*** DATA FOR THE TASK Section Begins ***
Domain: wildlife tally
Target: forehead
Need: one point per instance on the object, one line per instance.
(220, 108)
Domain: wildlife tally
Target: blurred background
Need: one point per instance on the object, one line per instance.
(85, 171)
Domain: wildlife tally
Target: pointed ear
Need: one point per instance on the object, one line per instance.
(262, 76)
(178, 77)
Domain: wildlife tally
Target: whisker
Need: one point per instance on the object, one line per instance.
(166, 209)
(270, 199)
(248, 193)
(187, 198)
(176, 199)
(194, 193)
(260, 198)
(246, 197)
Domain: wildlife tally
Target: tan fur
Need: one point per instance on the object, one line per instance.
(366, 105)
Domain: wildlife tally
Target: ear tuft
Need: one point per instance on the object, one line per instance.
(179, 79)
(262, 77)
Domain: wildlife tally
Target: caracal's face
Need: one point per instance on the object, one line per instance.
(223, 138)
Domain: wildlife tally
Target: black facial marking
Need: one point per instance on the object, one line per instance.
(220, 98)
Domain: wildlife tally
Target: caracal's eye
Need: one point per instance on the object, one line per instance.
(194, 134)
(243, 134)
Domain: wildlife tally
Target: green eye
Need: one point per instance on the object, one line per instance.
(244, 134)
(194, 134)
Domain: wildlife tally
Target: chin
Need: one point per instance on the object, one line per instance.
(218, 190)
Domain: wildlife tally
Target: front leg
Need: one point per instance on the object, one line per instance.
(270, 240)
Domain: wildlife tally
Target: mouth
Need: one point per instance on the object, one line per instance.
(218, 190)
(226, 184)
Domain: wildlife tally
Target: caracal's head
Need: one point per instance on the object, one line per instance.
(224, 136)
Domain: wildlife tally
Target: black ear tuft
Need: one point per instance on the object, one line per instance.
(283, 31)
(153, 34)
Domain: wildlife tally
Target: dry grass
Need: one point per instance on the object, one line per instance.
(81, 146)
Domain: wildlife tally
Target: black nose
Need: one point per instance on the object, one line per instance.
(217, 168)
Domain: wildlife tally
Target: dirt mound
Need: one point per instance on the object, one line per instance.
*** DATA FOR THE TASK Section Ends ***
> _WHAT TO PRODUCE_: Working from the listing above, give it again word for word.

> _YOUR SOLUTION_:
Domain: wildlife tally
Target: forehead
Need: one point per instance on the object, one line per instance.
(220, 108)
Domain: wildlife tally
Target: blurred background
Need: one point per instance on the object, one line per instance.
(85, 171)
Domain: wildlife tally
Target: pointed ear
Need: one point per instance on the object, one line per instance.
(262, 76)
(178, 77)
Domain: wildlife tally
Target: whisker
Need: one point per instance on the object, one line per instance.
(166, 209)
(270, 199)
(248, 193)
(187, 198)
(176, 199)
(194, 193)
(260, 198)
(246, 197)
Domain: wildlife tally
Target: tan fur
Need: one point per instance on the object, one line per instance.
(366, 105)
Domain: wildlife tally
Target: ear tuft
Need: one point per instance on the object, one line per instance.
(179, 79)
(262, 77)
Domain: wildlife tally
Target: caracal's face
Need: one point per instance on the object, one line per instance.
(223, 138)
Domain: wildlife tally
Target: black facial marking
Need: one point per instance on the object, one line per instance.
(220, 98)
Domain: wildlife tally
Target: caracal's eye
Need: one point per instance on the object, one line per instance.
(194, 134)
(243, 134)
Domain: wildlife tally
Target: green eye
Need: one point per instance on the object, one line per instance.
(244, 134)
(194, 134)
Domain: wildlife tally
Target: chin
Need: one point per instance on the object, one line per instance.
(218, 190)
Domain: wildlife tally
Target: front leg
Need: one point per instance on the object, one line per instance.
(270, 240)
Domain: wildlife tally
Target: mouth
Need: one point per instance on the object, one line per instance.
(218, 190)
(226, 184)
Domain: wildlife tally
Target: caracal's head
Need: one point per instance on the object, one line per instance.
(224, 136)
Domain: wildlife tally
Target: black ear tuft
Need: one point per instance on the object, one line per instance.
(283, 31)
(153, 34)
Domain: wildlife tally
Target: dry grass
Need: one point per instance on the object, one line per instance.
(81, 146)
Domain: wildlife tally
Target: black nose
Need: one point per instance on the object, one line per instance.
(217, 168)
Domain: wildlife tally
Target: dirt mound
Need: one point per instance on the object, one line per instance.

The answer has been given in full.